→ **BRANO ESTRATTO**:
- - - -

Nel maggio del 2006 ho sfiorato per la prima volta un incidente subacqueo, ma questo mi ha fatto capire che sott'acqua io non ho paura. Del resto, come potrei aver paura? Quando m'immergo faccio un’attività che mi piace immensamente e mi da un senso di benessere e di felicità: non posso avere paura! Quella volta, per pochi lunghissimi secondi io non ho avuto paura, ma... ero nel panico totale. Il panico è una sensazione o stato psicologico che è ben diverso dalla paura. Infatti il panico difficilmente si riesce a controllare: ci vuole ben altro che l’allenamento! In ogni caso, l'esperienza di aver provato il panico mi ha aiutato ad essere più cosciente quando mi immergo.

Cerchiamo di andare per ordine. Io non ho mai mancato di rispetto al mare. Lo conosco troppo bene il mare! Ho navigato in barca a vela per una ventina di anni e qualche volta, lo confesso, ho anche avuto paura andando per mare. Soltanto chi si è trovato in mare aperto con una barca di una decina di metri, con onde alte parecchi metri e vento molto forte sa di che cosa sto parlando... Ma, nonostante gli spaventi provati in certe situazioni, non ho mai smesso di andare in barca a fare le mie regate d’altura, fino a quando, per motivi di lavoro, ho dovuto smettere. Certe volte, durante la navigazione, sono arrivato persino a dirmi: "Se arrivo a terra, giuro che non salgo mai più in barca!" Ma è stata la classica promessa da marinaio. Dopo quelle volte sono sempre ritornato in mare e ho preso delle burrasche ancora peggiori...

Paura in immersione Sott’acqua, invece, non sono mai arrivato al punto di dire "Basta!". Forse perché ho sfiorato l’incidente in età ormai più matura e con un maggiore autocontrollo, o, forse, perché in barca a vela con il mare grosso la paura non dura solo pochi secondi o pochi minuti, ma continua per ore intere, perciò devi abituarti a conviverci e a dominarla, se vuoi tornare salvo in porto. Sott'acqua invece, tutto si consuma in pochi attimi, che sembrano non finire mai.

- - - -

→ **COSA FARE**:
1) Elenca tutte le frasi del brano in cui compare la parola "panico".
2) Riproduci il passo del brano che si apre con le parole contenenti "Paura in immersione" e si chiude con "non finire mai.".

→ **DATI FORNITI**:

- - - -

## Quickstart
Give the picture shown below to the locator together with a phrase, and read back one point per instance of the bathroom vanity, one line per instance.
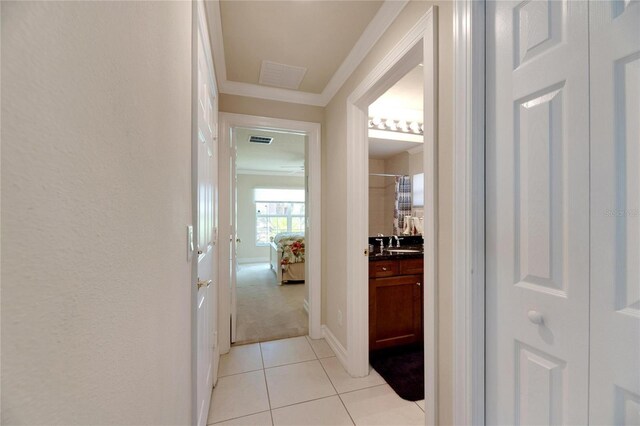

- - - -

→ **RISULTATI**:
1)
- Quella volta, per pochi lunghissimi secondi io non ho avuto paura, ma... ero nel panico totale.
- Il panico è una sensazione o stato psicologico che è ben diverso dalla paura.
- Infatti il panico difficilmente si riesce a controllare: ci vuole ben altro che l’allenamento!
- In ogni caso, l'esperienza di aver provato il panico mi ha aiutato ad essere più cosciente quando mi immergo.

2)
Paura in immersione Sott’acqua, invece, non sono mai arrivato al punto di dire "Basta!". Forse perché ho sfiorato l’incidente in età ormai più matura e con un maggiore autocontrollo, o, forse, perché in barca a vela con il mare grosso la paura non dura solo pochi secondi o pochi minuti, ma continua per ore intere, perciò devi abituarti a conviverci e a dominarla, se vuoi tornare salvo in porto. Sott'acqua invece, tutto si consuma in pochi attimi, che sembrano non finire mai.